WHAT YOU ARE ASKED TO DO: Could you reproduce the lines below with "beige sofa" replaced by "tan couch" wherever it occurs, leaving everything else as it is?

ENTRIES:

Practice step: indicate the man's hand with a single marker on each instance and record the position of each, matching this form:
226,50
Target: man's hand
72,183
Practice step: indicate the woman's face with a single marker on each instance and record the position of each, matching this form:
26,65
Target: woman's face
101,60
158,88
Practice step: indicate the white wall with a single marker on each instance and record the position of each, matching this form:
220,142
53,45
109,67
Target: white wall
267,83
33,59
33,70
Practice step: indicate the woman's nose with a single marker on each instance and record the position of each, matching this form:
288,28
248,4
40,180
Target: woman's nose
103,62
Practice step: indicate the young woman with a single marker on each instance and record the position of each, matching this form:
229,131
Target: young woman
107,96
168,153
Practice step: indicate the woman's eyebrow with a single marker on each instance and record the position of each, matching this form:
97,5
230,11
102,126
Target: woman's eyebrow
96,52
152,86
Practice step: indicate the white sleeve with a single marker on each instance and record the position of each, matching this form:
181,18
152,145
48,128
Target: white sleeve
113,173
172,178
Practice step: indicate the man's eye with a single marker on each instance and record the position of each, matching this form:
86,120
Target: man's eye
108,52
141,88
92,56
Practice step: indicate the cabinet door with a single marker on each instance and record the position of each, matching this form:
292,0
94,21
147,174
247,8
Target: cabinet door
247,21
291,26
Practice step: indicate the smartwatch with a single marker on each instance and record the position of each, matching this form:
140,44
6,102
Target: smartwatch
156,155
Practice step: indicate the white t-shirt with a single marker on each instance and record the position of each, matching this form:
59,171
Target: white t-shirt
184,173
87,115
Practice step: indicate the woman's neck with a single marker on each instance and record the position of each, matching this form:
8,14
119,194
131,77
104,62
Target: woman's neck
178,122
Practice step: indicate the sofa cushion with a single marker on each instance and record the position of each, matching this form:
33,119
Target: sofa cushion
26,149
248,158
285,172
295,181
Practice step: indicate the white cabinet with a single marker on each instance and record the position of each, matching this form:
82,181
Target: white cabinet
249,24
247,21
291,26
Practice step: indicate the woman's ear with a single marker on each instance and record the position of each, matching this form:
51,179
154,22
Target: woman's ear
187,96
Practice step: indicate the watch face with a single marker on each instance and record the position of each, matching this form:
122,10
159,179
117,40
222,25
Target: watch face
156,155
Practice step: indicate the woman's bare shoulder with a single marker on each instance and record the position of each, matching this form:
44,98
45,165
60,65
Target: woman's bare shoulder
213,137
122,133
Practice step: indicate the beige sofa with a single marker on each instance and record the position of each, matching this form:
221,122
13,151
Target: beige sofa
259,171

CORRECT OUTPUT:
Practice step: indicate the man's hand with a single marker on each instance and record the position of each, matching this form:
226,50
Target: man's hand
72,183
Practice step: indicate the woman's face with a single marker on each instance and record the position of each, matching this form:
26,65
Target: woman's face
101,60
158,88
Practice step: indicate the white wall with a single marker on each instance and record the position of each, matching this form:
220,142
53,45
109,67
Target: white wall
267,83
33,59
33,70
Practice step: indicate the woman's nose with a single marker on each instance and record the position of each, matching this form:
288,28
248,4
40,180
Target: woman's nose
103,62
Practice step: indicate the young woman with a single marker on each instance and record the position of each, matching this form:
229,131
Target: young woman
107,96
168,153
Practice step: indicate the woman's eyebrow with a single marker on each instance and record the position of each, matching this form:
97,5
230,11
102,126
Target: woman's eyebrow
96,52
152,86
Practice step: indicate the white sleeve with a single marker on each instance and record the position of each, matching this form:
181,18
152,145
48,128
Target: white sleeve
113,173
172,178
Practice step: indicate the man's eye with a single marker on each instance and record the position of each, matching this form:
86,120
Target: man's eye
108,52
141,88
92,56
Practice step: indicate the cabinet door with a single marker on each instance and record the position of each, matching this form:
292,0
94,21
147,174
247,8
Target: cabinet door
247,21
291,26
Practice step: indicate the smartwatch with a single marker on each instance and record the position of each, matching this form:
140,44
6,102
Target: smartwatch
156,155
Practice step: indicate the white t-shirt with a single marker on each instance and record the position of each, matching this form:
59,171
Target: white t-shirt
184,173
87,115
Practice step: indicate the woman's neck with a single marker on each instance and record the position of each, matching this form:
8,14
119,194
131,77
104,62
Target: woman's neck
178,122
Practice step: indicate the sofa cushion with a single marker on each instance and record the position of each, matching this form:
33,119
Target: sofa cushion
26,149
248,158
285,172
295,181
Practice step: indicate the white cabinet with a single marker on each instance and record the position of each, matching this form:
82,181
Target: white cabinet
249,24
247,21
291,26
Practice step: indicate the woman's ear with a single marker on each instance and record the position of each, matching this form:
51,179
154,22
Target: woman's ear
187,96
Practice step: indicate the watch face with a single marker on each instance and record the position of each, matching this form:
122,10
159,179
117,40
222,25
Target: watch face
156,155
Practice step: indicate the woman's bare shoulder with a single marker on each instance and record the position of each, matching this form:
44,98
45,165
60,65
Target: woman's bare shoulder
213,137
122,133
Practice step: indicate the tan couch with a single marker on each instance and record the position of each, matching this form:
221,122
13,151
Target: tan couch
259,171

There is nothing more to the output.